▶ INFORMATION
[Start of section]

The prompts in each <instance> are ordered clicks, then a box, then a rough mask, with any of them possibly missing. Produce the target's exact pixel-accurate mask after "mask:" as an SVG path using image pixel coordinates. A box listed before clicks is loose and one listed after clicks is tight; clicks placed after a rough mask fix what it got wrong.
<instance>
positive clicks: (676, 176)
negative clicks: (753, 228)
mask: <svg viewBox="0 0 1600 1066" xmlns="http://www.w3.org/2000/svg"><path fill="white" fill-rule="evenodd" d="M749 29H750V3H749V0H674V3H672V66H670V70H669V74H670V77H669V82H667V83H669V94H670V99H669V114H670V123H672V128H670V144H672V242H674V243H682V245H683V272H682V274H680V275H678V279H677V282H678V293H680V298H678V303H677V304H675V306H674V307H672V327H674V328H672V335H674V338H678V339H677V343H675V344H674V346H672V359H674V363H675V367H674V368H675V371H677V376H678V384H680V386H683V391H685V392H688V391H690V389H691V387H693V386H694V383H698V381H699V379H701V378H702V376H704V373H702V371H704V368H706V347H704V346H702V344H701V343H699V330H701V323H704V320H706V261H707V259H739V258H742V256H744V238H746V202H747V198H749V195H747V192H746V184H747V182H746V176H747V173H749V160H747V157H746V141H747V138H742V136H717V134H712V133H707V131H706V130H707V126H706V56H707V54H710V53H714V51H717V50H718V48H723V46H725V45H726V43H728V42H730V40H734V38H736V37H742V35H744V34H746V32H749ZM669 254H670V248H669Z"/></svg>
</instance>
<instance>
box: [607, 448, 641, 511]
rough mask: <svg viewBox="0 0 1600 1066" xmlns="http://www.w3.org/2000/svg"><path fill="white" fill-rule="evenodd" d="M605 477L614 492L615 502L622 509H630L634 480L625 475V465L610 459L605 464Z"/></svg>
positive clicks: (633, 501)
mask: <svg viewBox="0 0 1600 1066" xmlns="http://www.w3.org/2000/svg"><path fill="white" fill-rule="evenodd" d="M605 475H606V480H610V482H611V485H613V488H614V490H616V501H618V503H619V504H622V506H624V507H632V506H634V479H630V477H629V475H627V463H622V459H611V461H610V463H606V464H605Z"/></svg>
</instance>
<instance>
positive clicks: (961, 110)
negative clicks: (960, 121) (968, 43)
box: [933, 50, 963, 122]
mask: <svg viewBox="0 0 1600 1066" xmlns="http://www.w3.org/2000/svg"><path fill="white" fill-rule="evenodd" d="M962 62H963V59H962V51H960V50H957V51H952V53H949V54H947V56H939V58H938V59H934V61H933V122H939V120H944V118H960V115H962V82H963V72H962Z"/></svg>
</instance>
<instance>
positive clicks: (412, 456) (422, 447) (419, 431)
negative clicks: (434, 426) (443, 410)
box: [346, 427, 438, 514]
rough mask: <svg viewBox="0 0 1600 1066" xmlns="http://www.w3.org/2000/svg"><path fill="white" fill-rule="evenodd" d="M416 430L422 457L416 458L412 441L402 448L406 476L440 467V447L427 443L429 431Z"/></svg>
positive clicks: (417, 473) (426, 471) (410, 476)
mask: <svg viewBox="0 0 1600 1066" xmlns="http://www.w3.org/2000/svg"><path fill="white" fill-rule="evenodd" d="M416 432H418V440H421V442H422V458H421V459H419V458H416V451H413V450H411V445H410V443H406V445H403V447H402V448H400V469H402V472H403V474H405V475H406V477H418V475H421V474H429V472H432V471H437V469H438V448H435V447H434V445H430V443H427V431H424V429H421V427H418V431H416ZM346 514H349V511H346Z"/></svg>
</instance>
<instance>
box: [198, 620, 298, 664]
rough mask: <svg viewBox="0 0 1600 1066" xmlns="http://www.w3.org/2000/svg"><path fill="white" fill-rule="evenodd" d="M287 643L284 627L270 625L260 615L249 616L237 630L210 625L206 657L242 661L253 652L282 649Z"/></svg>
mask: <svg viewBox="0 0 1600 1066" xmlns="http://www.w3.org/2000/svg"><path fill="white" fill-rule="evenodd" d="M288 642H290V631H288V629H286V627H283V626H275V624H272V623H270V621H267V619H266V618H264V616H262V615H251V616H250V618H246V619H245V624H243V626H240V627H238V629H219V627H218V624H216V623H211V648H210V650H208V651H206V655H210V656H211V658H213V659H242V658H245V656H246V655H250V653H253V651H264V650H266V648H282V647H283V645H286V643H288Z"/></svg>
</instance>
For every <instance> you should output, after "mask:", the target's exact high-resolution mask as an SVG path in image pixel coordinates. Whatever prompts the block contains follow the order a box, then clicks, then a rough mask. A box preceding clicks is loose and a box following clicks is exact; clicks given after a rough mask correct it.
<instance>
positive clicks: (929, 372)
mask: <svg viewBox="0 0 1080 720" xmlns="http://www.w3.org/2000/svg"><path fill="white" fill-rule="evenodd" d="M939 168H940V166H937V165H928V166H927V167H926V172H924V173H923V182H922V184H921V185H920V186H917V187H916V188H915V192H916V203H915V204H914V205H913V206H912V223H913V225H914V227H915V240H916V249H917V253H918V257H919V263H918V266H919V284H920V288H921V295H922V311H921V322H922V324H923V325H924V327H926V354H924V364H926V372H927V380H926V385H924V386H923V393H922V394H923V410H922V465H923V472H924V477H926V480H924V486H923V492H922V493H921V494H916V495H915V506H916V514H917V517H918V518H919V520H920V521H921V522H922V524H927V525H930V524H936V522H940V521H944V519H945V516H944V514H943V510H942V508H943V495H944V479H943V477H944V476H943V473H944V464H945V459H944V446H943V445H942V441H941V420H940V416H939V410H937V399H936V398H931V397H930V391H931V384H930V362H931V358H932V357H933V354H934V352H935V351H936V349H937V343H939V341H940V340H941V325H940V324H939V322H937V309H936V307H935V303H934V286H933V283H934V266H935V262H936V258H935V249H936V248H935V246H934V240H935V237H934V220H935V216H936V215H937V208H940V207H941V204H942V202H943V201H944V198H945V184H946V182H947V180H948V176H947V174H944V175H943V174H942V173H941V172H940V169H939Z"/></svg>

[End of section]

Please copy out every one of the records above word for word, with no changes.

▶ ANSWER TO THE EXERCISE
The prompts in each <instance> are ordered clicks, then a box, then a rough mask, with any of them possibly missing. Produce the target's exact pixel-accurate mask after "mask:" as an SVG path using image pixel coordinates. A box listed before clicks is loose and one listed after clicks is tight; clicks placed after a rough mask fix what it got wrong.
<instance>
positive clicks: (676, 176)
negative clicks: (753, 228)
mask: <svg viewBox="0 0 1600 1066" xmlns="http://www.w3.org/2000/svg"><path fill="white" fill-rule="evenodd" d="M749 29H750V3H749V0H674V3H672V66H670V70H669V74H670V77H669V82H667V83H669V94H670V99H669V114H670V123H672V128H670V144H672V242H674V243H682V245H683V272H682V274H680V275H678V279H677V282H678V293H680V298H678V303H677V304H675V306H674V307H672V327H674V328H672V335H674V338H678V339H677V343H675V344H674V346H672V359H674V363H675V367H674V368H675V371H677V376H678V384H680V386H683V391H685V392H688V391H690V389H691V387H693V386H694V383H698V381H699V379H701V378H702V376H704V373H702V371H704V368H706V347H704V346H702V344H701V343H699V330H701V323H704V320H706V261H707V259H739V258H742V256H744V238H746V202H747V198H749V195H747V192H746V184H747V182H746V176H747V173H749V160H747V157H746V141H747V138H742V136H717V134H712V133H707V131H706V130H707V126H706V56H707V54H710V53H714V51H717V50H718V48H723V46H725V45H726V43H728V42H730V40H734V38H736V37H742V35H744V34H746V32H749ZM669 254H670V248H669Z"/></svg>
</instance>
<instance>
box: [607, 448, 641, 511]
rough mask: <svg viewBox="0 0 1600 1066" xmlns="http://www.w3.org/2000/svg"><path fill="white" fill-rule="evenodd" d="M605 477L614 492L615 502L622 509H630L634 480L625 475V465L610 459L605 464Z"/></svg>
positive clicks: (633, 501)
mask: <svg viewBox="0 0 1600 1066" xmlns="http://www.w3.org/2000/svg"><path fill="white" fill-rule="evenodd" d="M605 475H606V480H610V482H611V485H613V488H614V490H616V501H618V503H619V504H622V506H624V507H632V506H634V479H630V477H629V475H627V463H622V459H611V461H610V463H606V464H605Z"/></svg>
</instance>
<instance>
positive clicks: (961, 110)
negative clicks: (960, 121) (968, 43)
box: [933, 50, 963, 122]
mask: <svg viewBox="0 0 1600 1066" xmlns="http://www.w3.org/2000/svg"><path fill="white" fill-rule="evenodd" d="M962 62H963V59H962V51H960V50H957V51H952V53H949V54H947V56H939V58H938V59H934V61H933V122H939V120H944V118H960V115H962V82H963V72H962Z"/></svg>
</instance>
<instance>
positive clicks: (412, 456) (422, 447) (419, 431)
negative clicks: (434, 426) (443, 410)
box: [346, 427, 438, 514]
rough mask: <svg viewBox="0 0 1600 1066" xmlns="http://www.w3.org/2000/svg"><path fill="white" fill-rule="evenodd" d="M416 430L422 457L416 458L412 441L402 448L406 476L440 467V447L427 443L429 431Z"/></svg>
positive clicks: (417, 473) (426, 471) (410, 476)
mask: <svg viewBox="0 0 1600 1066" xmlns="http://www.w3.org/2000/svg"><path fill="white" fill-rule="evenodd" d="M416 432H418V440H421V442H422V458H421V459H419V458H416V451H413V450H411V445H410V443H406V445H403V447H402V448H400V469H402V472H403V474H405V475H406V477H418V475H421V474H429V472H432V471H437V469H438V448H435V447H434V445H430V443H427V431H424V429H421V427H418V431H416ZM346 514H349V511H346Z"/></svg>
</instance>
<instance>
box: [198, 620, 298, 664]
rough mask: <svg viewBox="0 0 1600 1066" xmlns="http://www.w3.org/2000/svg"><path fill="white" fill-rule="evenodd" d="M287 643L284 627L270 625L260 615L249 616L237 630L210 625L206 657L242 661L253 652L282 649Z"/></svg>
mask: <svg viewBox="0 0 1600 1066" xmlns="http://www.w3.org/2000/svg"><path fill="white" fill-rule="evenodd" d="M288 642H290V631H288V629H286V627H283V626H275V624H272V623H270V621H267V619H266V618H264V616H262V615H251V616H250V618H246V619H245V624H243V626H240V627H238V629H219V627H218V624H216V623H211V648H210V650H208V651H206V655H210V656H211V658H213V659H242V658H245V656H246V655H250V653H253V651H264V650H266V648H282V647H283V645H286V643H288Z"/></svg>
</instance>
For every <instance> you should output, after "mask:", the target's exact high-resolution mask as an SVG path in image pixel coordinates. Whatever prompts the block contains follow the order a box, then clicks, then a rough mask. A box preceding clicks is loose and a box following clicks is exact; clicks given after a rough mask correct it.
<instance>
positive clicks: (929, 372)
mask: <svg viewBox="0 0 1080 720" xmlns="http://www.w3.org/2000/svg"><path fill="white" fill-rule="evenodd" d="M939 168H940V166H937V165H928V166H927V167H926V172H924V173H923V182H922V184H921V185H920V186H917V187H916V188H915V192H916V203H915V204H914V205H913V206H912V223H913V225H914V227H915V240H916V249H917V253H918V257H919V263H918V266H919V284H920V288H921V295H922V311H921V322H922V324H923V325H924V327H926V354H924V364H926V372H927V380H926V385H924V386H923V393H922V394H923V410H922V465H923V472H924V477H926V480H924V486H923V492H922V493H921V494H916V495H915V506H916V514H917V517H918V518H919V520H920V521H921V522H922V524H927V525H930V524H936V522H940V521H944V519H945V516H944V514H943V510H942V508H943V495H944V479H943V477H944V476H943V473H944V464H945V459H944V446H943V445H942V441H941V420H940V416H939V410H937V399H936V398H931V397H930V391H931V384H930V362H931V358H932V357H933V354H934V352H935V351H936V349H937V343H939V341H940V340H941V325H940V324H939V322H937V309H936V307H935V303H934V286H933V283H934V266H935V262H936V258H935V249H936V248H935V246H934V240H935V237H934V220H935V216H936V215H937V208H940V207H941V204H942V202H943V201H944V198H945V184H946V182H947V180H948V176H947V174H944V175H943V174H942V173H941V172H940V169H939Z"/></svg>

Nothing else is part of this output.